DATA RECORDS -
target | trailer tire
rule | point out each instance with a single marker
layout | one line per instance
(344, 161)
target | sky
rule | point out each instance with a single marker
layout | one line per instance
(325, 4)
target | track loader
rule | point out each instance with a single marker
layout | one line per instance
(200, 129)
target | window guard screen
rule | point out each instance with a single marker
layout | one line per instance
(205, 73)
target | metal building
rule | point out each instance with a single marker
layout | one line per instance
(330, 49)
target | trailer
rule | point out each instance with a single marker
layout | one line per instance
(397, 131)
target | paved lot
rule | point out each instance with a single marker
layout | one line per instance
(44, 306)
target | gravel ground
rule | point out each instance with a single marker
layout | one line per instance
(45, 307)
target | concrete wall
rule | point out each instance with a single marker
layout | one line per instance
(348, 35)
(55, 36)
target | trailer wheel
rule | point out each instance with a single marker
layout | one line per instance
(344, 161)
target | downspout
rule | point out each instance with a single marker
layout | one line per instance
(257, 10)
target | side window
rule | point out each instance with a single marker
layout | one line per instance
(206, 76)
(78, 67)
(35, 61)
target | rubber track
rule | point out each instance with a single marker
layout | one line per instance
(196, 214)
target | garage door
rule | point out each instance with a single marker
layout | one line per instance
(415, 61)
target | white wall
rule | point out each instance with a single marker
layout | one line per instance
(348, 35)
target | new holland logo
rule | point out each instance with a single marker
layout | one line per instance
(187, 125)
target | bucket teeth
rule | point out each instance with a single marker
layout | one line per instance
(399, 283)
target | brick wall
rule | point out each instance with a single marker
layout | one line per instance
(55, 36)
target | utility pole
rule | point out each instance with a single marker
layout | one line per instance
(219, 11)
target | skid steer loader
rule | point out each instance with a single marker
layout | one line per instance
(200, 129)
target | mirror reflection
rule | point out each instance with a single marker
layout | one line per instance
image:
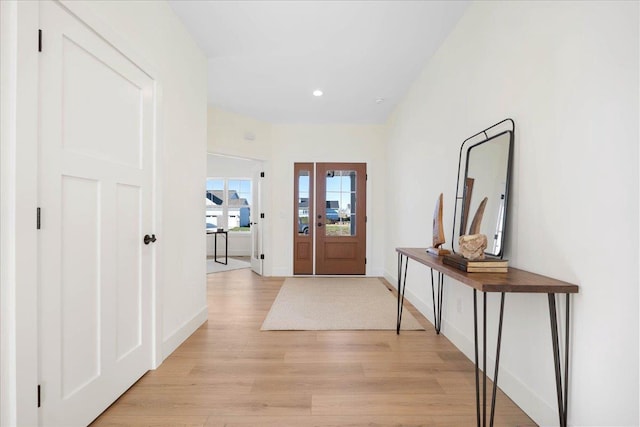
(484, 171)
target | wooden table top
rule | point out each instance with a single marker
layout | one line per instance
(514, 280)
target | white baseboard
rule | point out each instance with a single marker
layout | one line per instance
(530, 402)
(173, 341)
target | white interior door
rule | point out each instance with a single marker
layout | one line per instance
(256, 224)
(95, 183)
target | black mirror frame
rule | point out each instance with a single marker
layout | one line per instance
(467, 145)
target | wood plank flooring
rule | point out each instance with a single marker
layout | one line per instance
(229, 373)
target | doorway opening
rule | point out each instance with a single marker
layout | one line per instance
(233, 213)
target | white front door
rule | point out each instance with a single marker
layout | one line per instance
(96, 174)
(256, 224)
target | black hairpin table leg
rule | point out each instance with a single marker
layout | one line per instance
(562, 395)
(481, 412)
(402, 283)
(437, 301)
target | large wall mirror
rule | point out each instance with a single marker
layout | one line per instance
(484, 169)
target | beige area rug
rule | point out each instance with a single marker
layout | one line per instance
(335, 304)
(232, 264)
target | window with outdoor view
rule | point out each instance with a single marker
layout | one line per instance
(228, 204)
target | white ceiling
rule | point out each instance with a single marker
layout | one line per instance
(267, 57)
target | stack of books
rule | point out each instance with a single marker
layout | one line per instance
(486, 265)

PROBLEM TO SOLVE - The records above must be output exactly, except for the pictures.

EXPECTED ANSWER -
target | trailer tire
rule | point out each instance with a single marker
layout | one line per instance
(344, 161)
target | sky
rule | point out each instance with a single marker
layout | one line per instance
(325, 4)
target | track loader
rule | point out each instance with a single marker
layout | one line per instance
(200, 129)
target | window guard screen
rule | point out each instance with a single marker
layout | one line per instance
(205, 73)
target | metal building
rule | point out each instance with a single marker
layout | one line per instance
(330, 49)
target | trailer
rule | point out each instance with a single marker
layout | one line per instance
(397, 131)
target | paved lot
rule | point out each instance with a single marker
layout | one line per instance
(44, 306)
target | gravel ground
rule | point out each instance with a single marker
layout | one line per instance
(45, 307)
target | concrete wall
rule | point out each instance with a single marker
layout | one line per instance
(348, 35)
(55, 36)
target | trailer wheel
rule | point out each instance with a single marker
layout | one line per instance
(344, 161)
target | downspout
rule | point out each instance with a single marker
layout | one line per instance
(257, 10)
target | side window
rule | point out each instance with a single marker
layout | one line per instance
(206, 76)
(78, 67)
(35, 61)
target | rubber track
rule | point out each instance with a single marker
layout | one line per instance
(196, 214)
target | garage door
rule | point out each instance with a single marker
layout | one line per instance
(415, 61)
target | white wall
rule | point out each instance with a single marker
layout | one line per instance
(348, 35)
target | new holland logo
rule | point out each instance with a single marker
layout | one line per instance
(187, 125)
target | bucket teeth
rule | point out each instance with a single marker
layout | one line per instance
(399, 283)
target | brick wall
rule | point out each instance with a single marker
layout | one line per instance
(55, 36)
target | utility pole
rule | point out each instance with a single marker
layout | one line per instance
(219, 11)
target | skid steer loader
rule | point out each instance with a single marker
layout | one line per instance
(200, 129)
target | mirror reflection
rule | point out each instance with a single marker
layout | one line per instance
image:
(484, 171)
target | wooden table top
rule | point out each instance with a single marker
layout | one line per instance
(514, 280)
target | white baseboard
rule | point out each instance with a single marker
layout | one line per instance
(530, 402)
(173, 341)
target | white interior door
rule | point out each instance with a single marker
layout | one line per instance
(256, 224)
(95, 183)
target | black mirror frame
rule | point out each instance with a single marker
layout | one line per instance
(467, 145)
target | wood plank flooring
rule | point out each instance with a single marker
layout | one line per instance
(229, 373)
target | doorway opening
rule | point out each instance with a single marker
layout | one line per instance
(233, 213)
target | white front door
rule | point out each instance with a single marker
layout | one line per instance
(96, 174)
(256, 224)
target | black hairpin table leg
rule | point out each instance with a single marker
layout | one line per instance
(562, 395)
(481, 412)
(402, 283)
(437, 301)
target | large wall mirror
rule | point out each instance with a single marker
layout | one line per instance
(484, 169)
target | beige area rug
rule | point out each instance with a single marker
layout | one line per instance
(335, 304)
(232, 264)
target | window with outdoor view
rule | point out each instance with a single marker
layout | one line per instance
(228, 204)
target | white ceiling
rule | point out each instance with a single marker
layout | one line per instance
(267, 57)
target | stack of books
rule | point out each instance with a single marker
layout | one line per instance
(486, 265)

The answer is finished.